= DOCUMENT EXCERPT =
430 F.2d 912
75 L.R.R.M. (BNA) 2129, 63 Lab.Cas. P 11,146
NATIONAL LABOR RELATIONS BOARD, Petitioner,
LOU DE YOUNG'S MARKET BASKET, INC., Respondent.
United States Court of Appeals, Sixth Circuit.
Sept. 8, 1970.
Arnold Ordman, Gen. Counsel, Dominick L. Manoli, Associate Gen. Counsel, Marcel Mallet-Prevost, Asst. Gen. Counsel, Allison W. Brown, Jr., Ronald Grenbrg, Attorneys, N.L.R.B., Washington, D.C., on brief for petitioner.
Varnum, Riddering, Wierengo & Christenson, Eugene Alkema, Gary P. Skiner, Grand Rapids, Mich., on brief for respondent.
Before PHILLIPS, Chief Judge, and EDWARDS and CELEBREZZE, Circuit Judges.
CELEBREZZE, Circuit Judge.
This is a petition to review and a cross-petition to enforce a supplemental decision and order of the National Labor Relations Board, 181 NLRB No. 10. The motion of the Retail Stores Employees Union Local No. 20 to intervene was granted and such intervention was permitted upon briefs.
In June, 1966, the National Labor Relations Board (hereinafter, the 'Board') issued a decision and order, 159 NLRB 854 (1966), in which it found that Lou De Young's Market Basket, Inc. (hereinafter the 'Company') had violated Section 8(a)(1), (3) and (5) of the National Labor Relations Act and ordered the Company to cease and desist from such unfair labor practices and to take certain affirmative action including recognition and good faith bargaining with the Retail Store Employees Union, Local No. 20 (hereinafter, the 'Union, Upon petition to enforce the Board's order, this Court enforced the Board's initial order in full. In so doing, this Court affirmed the Board's factual findings that the Company engaged in unlawful 'threats, surveillance and interrogation' in response to the Union's organization drive, that the Company discharged three workers during the Union campaign as a result of their Union activities and beliefs, and that the Company had no good faith doubts as to the majority status of the Union adherents when it refused to bargain with the Union in response to the latter's unequivocal bargaining demand based upon valid authorization cards. Further, this Court characterized the Company's conduct as 'a substantial and sustained effort to thwart * * * (its own) employees in their efforts to organize the store' by committing unfair labor practices which may be described as 'flagrantly coercive.' NLRB v. Lou De Young's Market Basket, Inc., 406 F.2d 17, 25, 26 (6th Cir. 1969).

= SHORT TASK 1 =
Answer these questions about the Sixth Circuit opinion, one line each:
(a) On what date was the case decided?
(b) Which circuit judge wrote the opinion?
(c) How many workers did the Company discharge during the Union campaign?
= SHORT TASK 2 =
Please extend the Sixth Circuit opinion by a paragraph, starting after its final sentence.

= INFORMATION PROVIDED =
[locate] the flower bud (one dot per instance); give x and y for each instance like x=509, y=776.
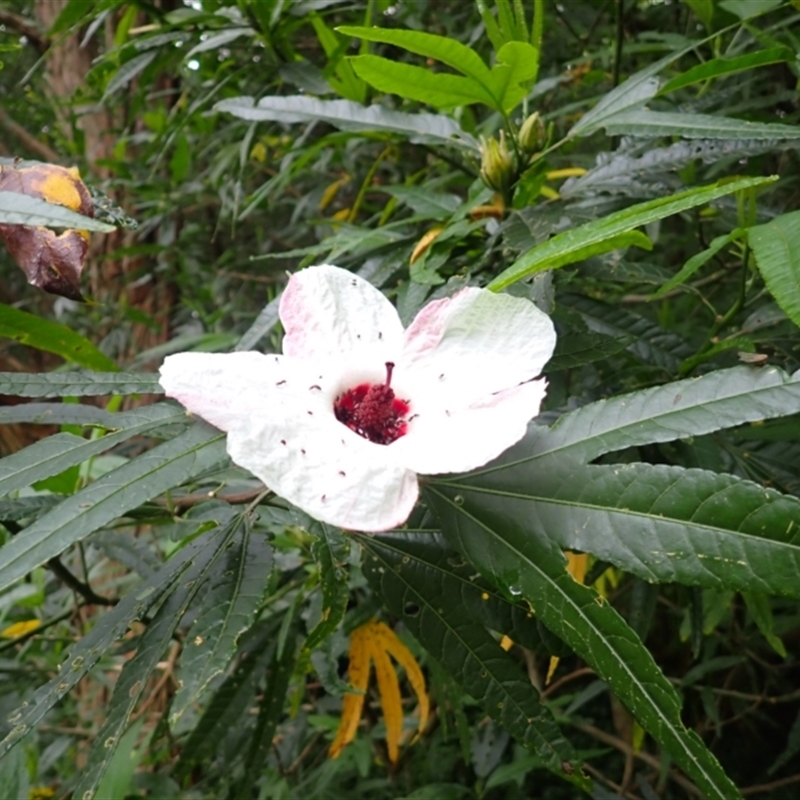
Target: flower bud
x=532, y=134
x=497, y=165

= TASK ANSWER 1 =
(a) Sept. 8, 1970
(b) Celebrezze
(c) Three

= TASK ANSWER 2 =
In June, 1969, the United States Supreme Court decided, NLRB v. Gissel Packing Company, 395 U.S. 575, 89 S.Ct. 1918, 23 L.Ed.2d 547 (1965), in which it laid down guidelines as to when a Company's refusal to bargain in violation of Section 8(a)(5) may give rise to a bargaining order. Subsequently, the United States Supreme Court granted certiorari and remanded this case to this Court 'with instructions to remand * * * to the National Labor Relations Board for further consideration in light of NLRB v. Gissel Packing Co., Inc., ante, p. 575, 89 S.Ct. 1918, 23 L.Ed.2d 547.' 395 U.S. 828, 89 S.Ct. 2125. Shortly thereafter, this Court remanded the case to the Board in conformity with the Supreme Court's order, 414 F.2d 351.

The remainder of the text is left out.